BEGIN Data for processing
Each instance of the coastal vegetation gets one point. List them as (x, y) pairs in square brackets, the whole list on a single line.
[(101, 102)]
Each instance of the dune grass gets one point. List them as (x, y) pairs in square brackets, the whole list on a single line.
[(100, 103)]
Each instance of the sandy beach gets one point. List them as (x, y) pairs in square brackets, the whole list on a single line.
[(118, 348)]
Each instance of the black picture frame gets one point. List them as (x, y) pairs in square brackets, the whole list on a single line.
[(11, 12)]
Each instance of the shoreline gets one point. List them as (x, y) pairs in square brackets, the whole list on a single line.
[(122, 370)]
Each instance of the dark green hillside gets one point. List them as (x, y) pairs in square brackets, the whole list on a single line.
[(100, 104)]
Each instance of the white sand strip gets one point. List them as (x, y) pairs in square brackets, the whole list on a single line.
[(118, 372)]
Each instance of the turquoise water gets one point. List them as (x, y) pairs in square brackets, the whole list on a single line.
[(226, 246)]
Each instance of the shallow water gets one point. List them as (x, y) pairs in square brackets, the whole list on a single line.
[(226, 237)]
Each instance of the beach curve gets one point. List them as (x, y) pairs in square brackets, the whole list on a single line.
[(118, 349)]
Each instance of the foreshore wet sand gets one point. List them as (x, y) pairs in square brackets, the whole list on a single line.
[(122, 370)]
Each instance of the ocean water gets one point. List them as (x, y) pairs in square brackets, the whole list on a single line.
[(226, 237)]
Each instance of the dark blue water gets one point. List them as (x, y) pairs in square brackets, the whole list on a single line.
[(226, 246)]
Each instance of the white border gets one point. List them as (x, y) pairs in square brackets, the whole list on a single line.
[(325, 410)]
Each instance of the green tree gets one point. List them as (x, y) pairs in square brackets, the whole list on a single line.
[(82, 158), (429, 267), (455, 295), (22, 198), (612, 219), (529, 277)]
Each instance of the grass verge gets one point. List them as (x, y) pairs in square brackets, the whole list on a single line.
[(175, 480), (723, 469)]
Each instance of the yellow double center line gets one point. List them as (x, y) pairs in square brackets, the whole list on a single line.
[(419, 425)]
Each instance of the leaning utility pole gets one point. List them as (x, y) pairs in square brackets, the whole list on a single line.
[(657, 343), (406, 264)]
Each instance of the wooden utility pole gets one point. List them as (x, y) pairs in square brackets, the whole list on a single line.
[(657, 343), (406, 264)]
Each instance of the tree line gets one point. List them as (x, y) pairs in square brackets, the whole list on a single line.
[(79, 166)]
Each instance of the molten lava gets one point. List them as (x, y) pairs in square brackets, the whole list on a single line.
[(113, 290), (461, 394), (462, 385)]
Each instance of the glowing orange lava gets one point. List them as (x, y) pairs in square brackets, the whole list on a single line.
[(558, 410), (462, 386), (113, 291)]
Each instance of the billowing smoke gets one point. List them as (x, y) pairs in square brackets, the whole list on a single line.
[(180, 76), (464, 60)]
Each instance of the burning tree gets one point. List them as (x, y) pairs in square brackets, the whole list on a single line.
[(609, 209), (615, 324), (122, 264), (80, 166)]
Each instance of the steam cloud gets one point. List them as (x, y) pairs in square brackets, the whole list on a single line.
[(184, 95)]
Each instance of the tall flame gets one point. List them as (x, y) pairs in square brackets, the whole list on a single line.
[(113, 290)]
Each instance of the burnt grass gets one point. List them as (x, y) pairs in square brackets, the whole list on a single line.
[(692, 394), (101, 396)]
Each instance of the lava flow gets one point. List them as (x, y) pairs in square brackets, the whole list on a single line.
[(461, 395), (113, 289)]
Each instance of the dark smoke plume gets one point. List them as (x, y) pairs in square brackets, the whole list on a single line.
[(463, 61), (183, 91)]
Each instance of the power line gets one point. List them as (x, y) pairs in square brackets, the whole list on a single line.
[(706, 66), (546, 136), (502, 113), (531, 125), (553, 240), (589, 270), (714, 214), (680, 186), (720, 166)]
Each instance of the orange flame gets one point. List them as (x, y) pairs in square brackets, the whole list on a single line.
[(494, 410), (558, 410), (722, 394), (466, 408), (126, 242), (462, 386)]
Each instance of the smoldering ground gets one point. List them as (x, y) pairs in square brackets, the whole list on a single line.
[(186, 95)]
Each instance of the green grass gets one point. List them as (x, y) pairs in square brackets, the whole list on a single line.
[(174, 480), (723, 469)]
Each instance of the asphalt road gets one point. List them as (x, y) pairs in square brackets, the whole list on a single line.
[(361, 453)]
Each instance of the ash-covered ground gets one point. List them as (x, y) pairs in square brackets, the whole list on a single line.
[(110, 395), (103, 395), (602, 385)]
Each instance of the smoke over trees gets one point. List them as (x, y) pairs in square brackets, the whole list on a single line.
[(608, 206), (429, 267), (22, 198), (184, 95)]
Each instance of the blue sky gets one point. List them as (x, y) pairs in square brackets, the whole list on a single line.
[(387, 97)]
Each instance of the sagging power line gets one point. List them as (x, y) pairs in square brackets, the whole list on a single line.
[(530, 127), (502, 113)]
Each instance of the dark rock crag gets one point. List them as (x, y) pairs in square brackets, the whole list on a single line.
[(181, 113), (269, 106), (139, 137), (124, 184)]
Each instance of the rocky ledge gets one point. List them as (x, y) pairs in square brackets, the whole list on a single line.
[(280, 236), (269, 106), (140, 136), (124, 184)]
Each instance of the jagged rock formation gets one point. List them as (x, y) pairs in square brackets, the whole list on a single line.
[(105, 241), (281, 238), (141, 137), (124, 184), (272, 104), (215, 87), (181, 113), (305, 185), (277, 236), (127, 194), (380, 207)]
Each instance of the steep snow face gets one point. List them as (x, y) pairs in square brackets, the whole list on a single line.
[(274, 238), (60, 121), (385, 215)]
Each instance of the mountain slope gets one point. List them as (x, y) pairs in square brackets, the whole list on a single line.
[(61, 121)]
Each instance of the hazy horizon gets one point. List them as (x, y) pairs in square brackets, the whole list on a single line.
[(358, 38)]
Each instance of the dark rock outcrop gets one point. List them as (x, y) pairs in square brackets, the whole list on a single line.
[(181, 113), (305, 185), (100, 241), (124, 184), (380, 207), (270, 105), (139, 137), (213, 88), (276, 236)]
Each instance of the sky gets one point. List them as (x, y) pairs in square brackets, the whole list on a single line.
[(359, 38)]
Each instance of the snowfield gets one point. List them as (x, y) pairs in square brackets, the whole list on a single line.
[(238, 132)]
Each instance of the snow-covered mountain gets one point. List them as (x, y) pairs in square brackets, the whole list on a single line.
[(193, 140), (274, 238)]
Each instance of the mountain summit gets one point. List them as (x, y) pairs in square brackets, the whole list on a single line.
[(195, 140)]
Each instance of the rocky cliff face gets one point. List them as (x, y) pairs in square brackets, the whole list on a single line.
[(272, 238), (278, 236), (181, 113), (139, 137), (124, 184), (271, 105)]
END Data for processing
### Set exercise
Copy out each record from above, exactly.

### Written response
Each instance of the coastal vegetation gets one point. List them as (x, y) pairs in square brackets, the whole list on a single line.
[(101, 102)]
Each instance of the dune grass gets one point. List them as (x, y) pairs in square brackets, the whole list on a single line.
[(100, 103)]
Each instance of the sandy beach gets one point. List them as (x, y) pairs in square brackets, the whole list on a single line.
[(118, 348)]
Each instance of the black picture frame gets one point. List them as (x, y) pairs in square brackets, the whole list on a single line.
[(11, 12)]
Each instance of the shoreline gets one point. List them as (x, y) pairs in square brackets, the whole list on a single line.
[(122, 370)]
Each instance of the dark green hillside gets one point. List them as (x, y) pairs in square brackets, the whole list on a single line.
[(100, 104)]
Each instance of the white sand strip gets one point. List them as (x, y) pairs in square brackets, the whole list on a single line.
[(118, 372)]
Each instance of the turquoise water gets one point. List them as (x, y) pairs in square brackets, the whole list on a single line.
[(226, 246)]
Each instance of the shallow water gets one point. List them as (x, y) pairs in square brackets, the whole list on a single line.
[(226, 237)]
Each instance of the beach curve gets one point. List them as (x, y) pairs in square brackets, the whole list on a single line.
[(118, 349)]
Each instance of the foreshore wet sand gets one point. List them as (x, y) pairs in square brackets, the whole list on a single line.
[(122, 370)]
Each instance of the ocean water gets one point. List them as (x, y) pairs in square brackets, the whole list on a single line.
[(226, 237)]
Each instance of the dark blue water gets one point. List them as (x, y) pairs in square brackets, the whole list on a single line.
[(226, 246)]
Each instance of the white border gets one point. List them as (x, y) pairs in square brackets, the whole list on a single line.
[(325, 410)]
Each instance of the green tree gets one point. List them as (x, y) pairs in square brackets, the whole list on a single line.
[(82, 158), (429, 267), (455, 295), (22, 198), (612, 219), (529, 277)]
Each instance of the grass verge gets one point. List them as (x, y) pairs in square brackets, the whole list on a single line.
[(175, 480), (723, 469)]
Each instance of the yellow double center line gets one point. List them as (x, y) pairs in square brackets, the whole list on a single line.
[(419, 425)]
Each instance of the leaning utility pole gets one point. List them as (x, y) pairs in square brackets, the whole list on a single line.
[(657, 343), (406, 264)]
Each instance of the wooden utility pole gets one point. List them as (x, y) pairs in square brackets, the whole list on a single line.
[(657, 343), (406, 264)]
Each instance of the tree line gets one point. List them as (x, y) pairs in square brackets, the whole list on a single line.
[(79, 166)]
Each instance of the molten lava gets one point. List them as (x, y) pairs in square brackets, the whole list on a single line.
[(113, 290), (461, 394), (462, 385)]
Each instance of the glowing orange lava gets one point. List them as (x, y) pairs in square brackets, the whole list on a single line.
[(558, 410), (462, 386), (113, 291)]
Each instance of the billowing smoke gets one point. List them as (x, y) pairs in square brackets, the whole list on a single line.
[(180, 76), (464, 60)]
Each instance of the burning tree gets one point. List them as (x, y) pairs in square brackets, the whole list on a single line.
[(609, 209), (615, 324), (122, 264), (80, 166)]
Each instance of the steam cloud gets one point. List them as (x, y) pairs in square brackets, the whole list on a single line.
[(184, 95)]
Each instance of the tall flame gets one point. List them as (x, y) pairs in square brackets, the whole list on a single line.
[(113, 290)]
Each instance of the burnt grass gets one point. List them as (x, y) pairs in square brackets, the whole list on a single line.
[(692, 394), (101, 396)]
Each instance of the lava flow gets one point. List them as (x, y) pairs in square brackets, the whole list on a single line.
[(461, 395), (113, 289)]
Each instance of the dark smoke plume gets one point. List them as (x, y) pairs in square brackets, the whole list on a single line.
[(463, 61), (183, 91)]
Each instance of the power line gets one point. List them as (x, y) pairs in square brackets, the whole list on a single line.
[(706, 66), (546, 136), (502, 113), (531, 125), (553, 240), (589, 270), (714, 214), (680, 186), (720, 166)]
Each instance of the orange flame gets one point. List them as (x, y) pairs in square brackets, the whole list on a single line.
[(494, 410), (558, 410), (722, 394), (466, 408), (126, 242), (462, 386)]
Each instance of the smoldering ground gets one point. List them as (x, y) pairs in square brackets, the whole list on a single line.
[(186, 95)]
Each instance of the green grass gets one point. List them as (x, y) pairs in square brackets, the whole list on a single line.
[(174, 480), (723, 469)]
Each instance of the asphalt road gets one point. List them as (x, y) pairs in square brackets, the whole list on a single line.
[(361, 453)]
Each instance of the ash-covered ground gets one point. List them as (x, y) pairs in square brackets, the whole list on a single line.
[(110, 395), (103, 395), (602, 385)]
Each instance of the smoke over trees gets one point. List them as (x, y) pairs in square brackets, the whole list on a single line.
[(608, 206), (429, 267), (22, 198), (184, 95)]
Each instance of the blue sky gets one point. List them as (x, y) pairs in square brackets, the whole list on a single line.
[(387, 97)]
Each instance of the sagging power line gets one point. List them as (x, y) pairs in square brackets, the whole list on a single line.
[(530, 127), (502, 113)]
Each instance of the dark rock crag gets one point. List them as (x, y) pairs in square brackets, the whole list on a single line.
[(181, 113), (269, 106), (139, 137), (124, 184)]
Each instance of the rocky ledge gets one point. List them as (x, y) pairs in square brackets, the whole list on a single line.
[(280, 236), (269, 106), (140, 136), (124, 184)]
Each instance of the jagged rock formation gets one point. List them as (x, y) pairs in square brackets, the whole list on a single line.
[(105, 241), (281, 238), (141, 137), (124, 184), (272, 104), (215, 87), (181, 113), (305, 185), (277, 236), (127, 194), (380, 207)]
Each instance of the steep snow face gets one point. List them as (x, y) pairs in square brackets, the whole list on a single line.
[(274, 238), (60, 121), (385, 215)]
Each instance of the mountain slope gets one point. List them as (x, y) pairs in square brackets, the whole list on a single line.
[(61, 121)]
Each instance of the hazy horizon gets one point. List them as (x, y) pairs in square brackets, the whole list on a single line.
[(358, 38)]
Each instance of the dark rock outcrop gets one point. List them as (x, y) pairs in square brackets, the whole list on a single line.
[(181, 113), (305, 185), (100, 241), (124, 184), (380, 207), (270, 105), (139, 137), (213, 88), (276, 236)]
Each instance of the sky gets one point. List them as (x, y) pairs in square brackets, the whole list on a single line.
[(359, 38)]
Each instance of the snowfield gets one point. List them as (x, y) pairs in square brackets, the whole list on a single line.
[(238, 132)]
Each instance of the snow-covered mountain gets one point. List them as (x, y) pairs in square brackets, the whole list on a single line.
[(193, 140), (274, 238)]
Each instance of the mountain summit gets one point. List them as (x, y) pairs in square brackets, the whole list on a single line.
[(195, 140)]
Each instance of the rocky cliff face gets one point. List them as (x, y) pairs in square brackets, the whole list on a single line.
[(272, 238), (278, 236), (181, 113), (139, 137), (124, 184), (271, 105)]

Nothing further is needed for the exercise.